⟨
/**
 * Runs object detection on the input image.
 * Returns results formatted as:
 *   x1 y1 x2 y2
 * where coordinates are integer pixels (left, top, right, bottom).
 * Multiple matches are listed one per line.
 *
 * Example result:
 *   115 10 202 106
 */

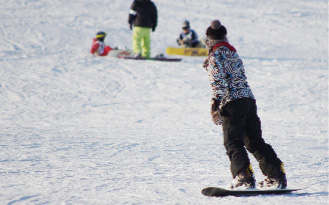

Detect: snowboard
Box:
166 47 208 56
122 56 182 62
202 187 301 197
107 49 134 58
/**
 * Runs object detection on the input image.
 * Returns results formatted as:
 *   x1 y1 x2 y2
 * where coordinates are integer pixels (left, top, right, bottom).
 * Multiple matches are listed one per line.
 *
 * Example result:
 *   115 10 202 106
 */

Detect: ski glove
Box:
210 98 223 125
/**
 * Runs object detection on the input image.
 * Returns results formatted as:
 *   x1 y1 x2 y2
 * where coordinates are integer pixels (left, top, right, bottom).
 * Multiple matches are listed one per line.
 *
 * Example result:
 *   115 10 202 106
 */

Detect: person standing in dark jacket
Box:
203 20 287 189
128 0 158 58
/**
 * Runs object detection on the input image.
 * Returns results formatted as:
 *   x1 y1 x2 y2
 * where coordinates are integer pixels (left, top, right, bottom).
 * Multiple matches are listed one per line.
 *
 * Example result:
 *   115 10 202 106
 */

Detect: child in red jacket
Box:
90 31 113 56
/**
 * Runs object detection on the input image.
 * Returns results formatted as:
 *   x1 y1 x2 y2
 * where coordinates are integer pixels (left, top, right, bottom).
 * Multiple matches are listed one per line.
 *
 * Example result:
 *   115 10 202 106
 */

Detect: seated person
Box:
⟩
Work required
Copy the whole listing above line for line, leaving out the picture.

Written answer
/**
 * Runs object detection on the input image.
 * Returns results formatted as:
 *   x1 y1 x2 y2
 * where coordinates are integer pixels (left, top, right, bottom).
 * Multiple matches are listed one per line.
 *
 * Example result:
 *   115 10 202 106
 */


Detect: snowboard
Box:
166 47 208 56
122 56 182 62
202 187 301 197
107 49 134 58
/**
 * Runs object detection on the input image.
 * Returns results formatted as:
 *   x1 y1 x2 y2
 * where coordinates are integer pixels (left, top, right, bottom).
 * Multiple matches are listed one per line.
 *
 * Example result:
 *   115 10 202 106
 */

Detect: ski glove
Box:
210 98 223 125
/**
 * Runs object detection on the input image.
 * Returns results formatted as:
 *   x1 y1 x2 y2
 * where coordinates are integer pixels (left, top, right, bottom).
 * Multiple matches are listed one per line.
 *
 * Example result:
 *   115 10 202 106
 */

Detect: person standing in dark jacket
Box:
203 20 287 189
128 0 158 58
/**
 * Runs object detection on the input image.
 * Returns results formatted as:
 *   x1 y1 x2 y2
 * where coordinates are integer pixels (left, top, right, bottom).
 * Multiple matches are listed one per line.
 *
 * Example result:
 *   115 10 202 106
 */

Detect: child in red jacket
Box:
90 31 113 56
/**
 * Runs object detection on the input image.
 * Returns results formatted as:
 *   x1 y1 x2 y2
 * where coordinates are integer pixels (left, top, right, bottom).
 * Multiple matches are listed one per line.
 *
 * Example result:
 *   115 10 202 106
 */

Detect: seated person
Box:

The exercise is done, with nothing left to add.